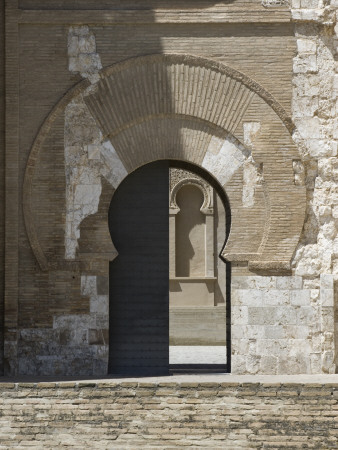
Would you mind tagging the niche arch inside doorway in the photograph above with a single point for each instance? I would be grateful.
(139, 275)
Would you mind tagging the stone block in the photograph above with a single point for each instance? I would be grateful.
(275, 297)
(305, 315)
(294, 282)
(293, 365)
(239, 315)
(98, 337)
(327, 318)
(94, 152)
(309, 127)
(73, 46)
(297, 331)
(87, 44)
(327, 297)
(275, 332)
(306, 46)
(301, 297)
(305, 63)
(315, 363)
(99, 304)
(268, 365)
(262, 315)
(88, 285)
(248, 297)
(102, 284)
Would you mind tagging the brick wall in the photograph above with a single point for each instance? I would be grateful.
(128, 414)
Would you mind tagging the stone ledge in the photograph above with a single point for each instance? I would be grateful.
(258, 383)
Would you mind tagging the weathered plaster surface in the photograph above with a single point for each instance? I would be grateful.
(88, 156)
(287, 324)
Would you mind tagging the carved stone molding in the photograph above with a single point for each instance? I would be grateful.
(179, 178)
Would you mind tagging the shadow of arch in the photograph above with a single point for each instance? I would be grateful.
(202, 131)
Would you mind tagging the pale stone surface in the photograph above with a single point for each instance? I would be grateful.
(225, 159)
(314, 113)
(88, 156)
(82, 54)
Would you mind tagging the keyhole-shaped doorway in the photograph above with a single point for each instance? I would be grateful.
(154, 296)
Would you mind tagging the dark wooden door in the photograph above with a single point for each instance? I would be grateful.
(139, 281)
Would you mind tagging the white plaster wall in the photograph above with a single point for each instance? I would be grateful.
(286, 325)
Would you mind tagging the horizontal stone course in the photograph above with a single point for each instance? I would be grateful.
(168, 414)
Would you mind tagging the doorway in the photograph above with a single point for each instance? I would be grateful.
(150, 283)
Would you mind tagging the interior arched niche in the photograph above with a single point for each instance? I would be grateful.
(190, 232)
(238, 125)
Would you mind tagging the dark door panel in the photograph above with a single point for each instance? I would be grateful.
(139, 283)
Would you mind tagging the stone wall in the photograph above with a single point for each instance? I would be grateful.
(168, 414)
(314, 110)
(279, 324)
(2, 177)
(283, 317)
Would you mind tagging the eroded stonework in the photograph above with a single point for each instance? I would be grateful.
(115, 96)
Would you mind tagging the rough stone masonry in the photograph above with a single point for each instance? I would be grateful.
(246, 92)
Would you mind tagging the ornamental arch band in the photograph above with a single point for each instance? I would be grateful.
(249, 115)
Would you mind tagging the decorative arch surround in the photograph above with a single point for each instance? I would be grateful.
(207, 205)
(173, 107)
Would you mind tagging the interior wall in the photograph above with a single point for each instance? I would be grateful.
(190, 233)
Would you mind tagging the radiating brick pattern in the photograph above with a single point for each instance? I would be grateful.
(164, 414)
(2, 174)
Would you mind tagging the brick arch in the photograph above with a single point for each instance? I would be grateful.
(191, 109)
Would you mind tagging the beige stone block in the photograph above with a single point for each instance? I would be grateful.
(305, 63)
(327, 297)
(87, 44)
(252, 297)
(306, 46)
(275, 297)
(99, 304)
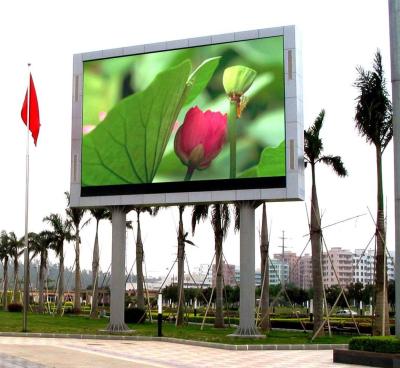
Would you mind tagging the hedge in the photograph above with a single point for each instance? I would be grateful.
(135, 315)
(377, 344)
(15, 307)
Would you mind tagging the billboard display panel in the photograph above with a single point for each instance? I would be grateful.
(194, 117)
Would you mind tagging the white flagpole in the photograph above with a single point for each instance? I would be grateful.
(26, 250)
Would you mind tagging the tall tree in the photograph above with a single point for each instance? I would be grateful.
(60, 232)
(4, 257)
(313, 149)
(264, 252)
(99, 214)
(140, 254)
(181, 267)
(375, 123)
(15, 245)
(220, 220)
(39, 245)
(75, 215)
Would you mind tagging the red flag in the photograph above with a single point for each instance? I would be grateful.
(34, 119)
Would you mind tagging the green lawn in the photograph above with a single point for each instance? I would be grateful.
(72, 324)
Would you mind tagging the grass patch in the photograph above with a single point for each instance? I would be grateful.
(73, 324)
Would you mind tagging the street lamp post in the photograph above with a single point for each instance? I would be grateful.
(159, 316)
(394, 25)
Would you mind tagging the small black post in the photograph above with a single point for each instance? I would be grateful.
(159, 323)
(159, 316)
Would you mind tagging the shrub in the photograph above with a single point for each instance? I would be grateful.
(135, 315)
(15, 307)
(378, 344)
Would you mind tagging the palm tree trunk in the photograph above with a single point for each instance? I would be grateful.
(95, 273)
(181, 268)
(264, 249)
(5, 283)
(381, 325)
(15, 279)
(77, 297)
(139, 266)
(315, 235)
(42, 270)
(219, 287)
(60, 299)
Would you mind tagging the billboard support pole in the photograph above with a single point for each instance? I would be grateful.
(394, 25)
(247, 326)
(117, 302)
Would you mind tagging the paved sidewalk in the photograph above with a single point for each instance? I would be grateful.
(50, 352)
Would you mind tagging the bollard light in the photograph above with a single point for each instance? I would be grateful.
(159, 303)
(159, 317)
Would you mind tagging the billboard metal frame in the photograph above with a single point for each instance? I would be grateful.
(294, 189)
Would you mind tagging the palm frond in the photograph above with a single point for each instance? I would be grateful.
(199, 212)
(373, 116)
(317, 125)
(225, 219)
(336, 163)
(236, 211)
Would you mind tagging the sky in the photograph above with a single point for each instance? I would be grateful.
(337, 36)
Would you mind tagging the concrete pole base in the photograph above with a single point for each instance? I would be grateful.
(251, 332)
(117, 328)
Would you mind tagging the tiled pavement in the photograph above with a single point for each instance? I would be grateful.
(30, 352)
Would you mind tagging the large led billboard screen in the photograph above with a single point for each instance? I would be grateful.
(195, 120)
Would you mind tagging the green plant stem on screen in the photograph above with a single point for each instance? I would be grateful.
(232, 138)
(189, 173)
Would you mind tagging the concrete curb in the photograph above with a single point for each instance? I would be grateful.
(206, 344)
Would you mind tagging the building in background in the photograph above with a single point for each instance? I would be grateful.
(364, 266)
(228, 274)
(305, 272)
(277, 270)
(341, 261)
(292, 260)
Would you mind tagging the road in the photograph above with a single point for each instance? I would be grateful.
(31, 352)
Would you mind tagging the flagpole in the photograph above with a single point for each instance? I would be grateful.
(26, 250)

###

- **TASK DIRECTIONS**: Go through the listing above and write it all out exactly, leaving out any picture.

- **IN RESPONSE**:
Would you mind tagging the niche arch inside doorway in the photograph above with a single point for each instance? I would be grateful.
(139, 275)
Would you mind tagging the stone block in the photograph above with a single point for each instance? I would be grateful.
(275, 297)
(305, 315)
(294, 282)
(293, 365)
(239, 315)
(98, 337)
(327, 318)
(94, 152)
(309, 127)
(73, 46)
(297, 331)
(87, 44)
(327, 297)
(275, 332)
(306, 46)
(301, 297)
(305, 63)
(315, 363)
(99, 304)
(268, 365)
(262, 315)
(88, 285)
(248, 297)
(102, 284)
Would you mind tagging the brick wall in the photograph above with a single point for each instance? I would be grateful.
(128, 414)
Would you mind tagging the stone ledge in the photograph above with a single point for each instance? I would be grateful.
(258, 383)
Would you mind tagging the weathered plaster surface in the photograph above with a single point for each instance? I would be grateful.
(88, 156)
(287, 324)
Would you mind tagging the carved stone molding in the photograph above with a single point for each instance? I would be grateful.
(179, 178)
Would you mind tagging the shadow of arch in the photograph above with a single point for each instance? I would be grateful.
(202, 131)
Would you mind tagging the pale stone surface in the photograph above with a single point for each instance? I would be grateful.
(225, 159)
(314, 113)
(88, 156)
(82, 54)
Would you mind tagging the keyhole-shaped doorway in the photograph above with a single point for each instance? I would be grateful.
(154, 296)
Would you mind tagging the dark wooden door in the photograph above with a single point for each instance? I would be grateful.
(139, 281)
Would you mind tagging the white plaster wall in the photograph above with a single point for each instance? I would be grateful.
(286, 325)
Would you mind tagging the horizontal stone course in the photograph above with a single point for each instance? I would be grateful.
(168, 414)
Would you mind tagging the doorway in the photograph above with a single point for each instance? I would be grateful.
(150, 283)
Would you mind tagging the interior arched niche in the photograph above with a single point for each instance? I would be grateful.
(190, 232)
(238, 125)
Would you mind tagging the dark door panel in the photograph above with a single point for each instance? I would be grateful.
(139, 283)
Would you mind tagging the stone wall in the photograph above with a single point for each instance? I would be grateful.
(168, 414)
(314, 110)
(279, 324)
(2, 177)
(283, 317)
Would you mind tagging the eroded stonework in the photograph above with a single point for each instance? I would be grateful.
(115, 96)
Would you mind tagging the rough stone masonry in the photograph above with a single point for each instance? I would be grateful.
(246, 92)
Would you mind tagging the ornamental arch band in the photograph above with a single point for each instance? I would be grateful.
(249, 115)
Would you mind tagging the decorative arch surround in the photograph above with a single point for each instance? I would be grateful.
(207, 205)
(173, 107)
Would you mind tagging the interior wall in the photograph above with a single point for each instance? I would be grateful.
(190, 233)
Would you mind tagging the radiating brick pattern in the photograph above with a single point for each instance? I would be grateful.
(164, 414)
(2, 174)
Would you mind tagging the brick arch in the photograph above with a single point for each instance? I would be grateful.
(191, 109)
Would you mind tagging the beige stone block in the photograph above with a single point for each instance? I would be grateful.
(305, 63)
(327, 297)
(87, 44)
(252, 297)
(306, 46)
(275, 297)
(99, 304)
Would you mind tagging the hedge in the photograph above with a single point for each instance? I would be grateful.
(135, 315)
(377, 344)
(15, 307)
Would you mind tagging the billboard display panel in the photograph above with a single point for each instance? I would be grateful.
(194, 117)
Would you mind tagging the white flagpole in the photograph above with a single point for each instance? I would be grateful.
(26, 250)
Would you mind tagging the tall tree in the photograph above with a single point for each instance? I would be grateful.
(60, 232)
(4, 257)
(313, 149)
(264, 252)
(99, 214)
(140, 254)
(181, 267)
(375, 123)
(15, 245)
(220, 220)
(39, 245)
(75, 215)
Would you mind tagging the red flag in the photograph above with a single point for each instance? I would be grateful.
(34, 119)
Would you mind tagging the green lawn in the photograph above with a single point for each instance? I would be grateful.
(72, 324)
Would you mind tagging the grass patch in the photograph above with a single point for each instance? I would be grateful.
(73, 324)
Would you mind tagging the street lamp post in the photograph above with a single point for each instance? I would be grateful.
(159, 316)
(394, 25)
Would you mind tagging the small black post in the photograph above with a single point for each instance? I would be grateful.
(159, 323)
(159, 316)
Would you mind tagging the shrub in the photograph above with a single point for each instance? I would be grateful.
(135, 315)
(15, 307)
(378, 344)
Would you mind tagging the palm tree trunk in the photograph above with a single point for each instance? I would be grateful.
(95, 273)
(181, 268)
(264, 249)
(5, 283)
(381, 325)
(15, 279)
(77, 297)
(139, 266)
(315, 235)
(42, 270)
(219, 287)
(60, 299)
Would you mind tagging the billboard support pole in the photograph above with a single point for each instance? I would be grateful.
(394, 25)
(247, 326)
(117, 302)
Would you mind tagging the paved sidewalk in the photograph above with a single point for each instance? I would be grateful.
(50, 352)
Would you mind tagging the bollard light in the photograph above with a single point for each instance? I would be grateful.
(159, 303)
(159, 317)
Would you mind tagging the billboard metal frame in the photograph above with a single point for each instance? I would be grateful.
(294, 189)
Would you mind tagging the palm frond in the photograph above with a single point for each instance? I would be grateful.
(199, 212)
(373, 116)
(317, 125)
(225, 219)
(336, 163)
(236, 211)
Would you mind tagging the sky in the photograph above with a single point for each instance? I would be grateful.
(337, 36)
Would you mind tagging the concrete pole base in the photograph above with a single point for each instance? I would be grateful.
(251, 332)
(117, 328)
Would you mind tagging the tiled pavement in the photograph above with a single point for each instance? I would be grateful.
(30, 352)
Would you mind tagging the large led billboard screen in the photograph above with a single point for each instance? I would be grateful.
(195, 120)
Would you mind tagging the green plant stem on screen in the photograph above with a single point for each instance? I would be grateful.
(232, 138)
(189, 173)
Would you mind tagging the concrete curb in the photograph above with a single point for each instance? I would be grateful.
(206, 344)
Would you mind tagging the building in background in the photograph above with a single point for each instance? I would be grateful.
(364, 266)
(228, 274)
(305, 272)
(277, 270)
(341, 261)
(292, 260)
Would you mind tagging the road in the photograph above with a single point for each instance? I would be grateful.
(31, 352)
Would you mind tagging the flagpole in the photograph above with a single point for each instance? I would be grateful.
(26, 250)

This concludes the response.